● EXCERPT PROVIDED
Biosensor based on MXene-Y2O3 composite for ultrasensitive detection of catechol in water samples

Abstract

Phenolic compounds are considered to be major environmental pollutants because of their toxicity and hazard on the marine ecosystem and human health even at low concentrations. An ultrasensitive biosensor was fabricated by immobilizing polyphenol oxidase into a composite of transition metal carbides (MXene)-yttrium oxide (Y₂O₃) for the detection of catechol in environmental water bodies. The morphology and electrochemical performance of the as-prepared biosensors were investigated using scanning electron microscopy (SEM), electrochemical impedance spectroscopy (EIS), and cyclic voltammetry (CV), respectively. Under the optimal pH value and applied potential, the biosensor exhibited a linear response range from 0.04 to 3.2 µM (R² = 0.9974) with an excellent sensitivity of 2294.8 mA·M⁻¹. The limit of detection (LOD) was found to be 7 nM (S/N = 3) with acceptable repeatability and reproducibility. The interference from ascorbic acid, uric acid, CuSO₄, MgSO₄, FeCl₃, CaCl₂, and ZnSO₄ was also investigated. The proposed biosensor was used for the determination of trace catechol in real water samples with satisfactory results compared with that of HPLC. The construction of MXene-Y₂O₃ composite is expected to be a platform for immobilizing enzymes to prepare versatile electrochemical biosensors.

● ABOUT THIS EXERCISE
Using the abstract on the catechol biosensor, answer these questions, one per line:
(a) Which enzyme was immobilized in the MXene-Y₂O₃ composite?
(b) What limit of detection did the biosensor reach?
(c) Which method were the real water sample results compared with?

● DATA LISTING
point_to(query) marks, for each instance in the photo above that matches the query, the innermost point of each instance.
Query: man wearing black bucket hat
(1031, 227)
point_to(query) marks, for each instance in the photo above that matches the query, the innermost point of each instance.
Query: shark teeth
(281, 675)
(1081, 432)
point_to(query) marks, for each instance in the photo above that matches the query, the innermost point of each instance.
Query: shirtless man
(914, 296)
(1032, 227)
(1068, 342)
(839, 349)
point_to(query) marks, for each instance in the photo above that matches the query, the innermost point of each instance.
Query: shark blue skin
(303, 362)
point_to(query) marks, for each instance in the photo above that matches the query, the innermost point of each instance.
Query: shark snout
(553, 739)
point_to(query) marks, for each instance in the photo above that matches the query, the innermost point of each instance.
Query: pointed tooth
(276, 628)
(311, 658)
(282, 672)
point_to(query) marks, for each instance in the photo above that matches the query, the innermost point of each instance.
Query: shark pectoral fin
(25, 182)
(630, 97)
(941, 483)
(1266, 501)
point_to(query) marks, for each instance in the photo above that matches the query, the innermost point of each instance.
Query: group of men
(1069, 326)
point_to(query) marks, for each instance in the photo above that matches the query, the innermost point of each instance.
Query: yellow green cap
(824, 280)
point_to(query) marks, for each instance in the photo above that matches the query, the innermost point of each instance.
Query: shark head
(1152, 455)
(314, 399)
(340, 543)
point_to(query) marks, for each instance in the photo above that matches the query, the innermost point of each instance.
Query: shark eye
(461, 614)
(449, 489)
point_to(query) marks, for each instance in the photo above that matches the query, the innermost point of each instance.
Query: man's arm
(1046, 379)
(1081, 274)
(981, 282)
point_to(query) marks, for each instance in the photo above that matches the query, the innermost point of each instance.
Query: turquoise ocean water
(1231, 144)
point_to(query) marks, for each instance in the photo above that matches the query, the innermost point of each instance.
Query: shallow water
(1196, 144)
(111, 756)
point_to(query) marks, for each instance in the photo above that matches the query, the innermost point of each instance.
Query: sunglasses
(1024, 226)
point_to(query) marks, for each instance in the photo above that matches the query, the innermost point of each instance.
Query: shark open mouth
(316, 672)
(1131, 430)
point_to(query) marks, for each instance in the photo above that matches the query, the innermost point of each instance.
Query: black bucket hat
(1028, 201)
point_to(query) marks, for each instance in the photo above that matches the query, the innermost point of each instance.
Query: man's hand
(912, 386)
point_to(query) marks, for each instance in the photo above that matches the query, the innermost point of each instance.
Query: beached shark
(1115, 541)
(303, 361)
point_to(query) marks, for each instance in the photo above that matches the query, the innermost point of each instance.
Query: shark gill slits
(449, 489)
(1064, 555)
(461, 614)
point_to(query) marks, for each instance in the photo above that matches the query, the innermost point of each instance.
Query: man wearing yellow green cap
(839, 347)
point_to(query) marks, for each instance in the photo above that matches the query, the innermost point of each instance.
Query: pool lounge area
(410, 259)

● TASK OUTPUT
(a) Polyphenol oxidase
(b) 7 nM (S/N = 3)
(c) HPLC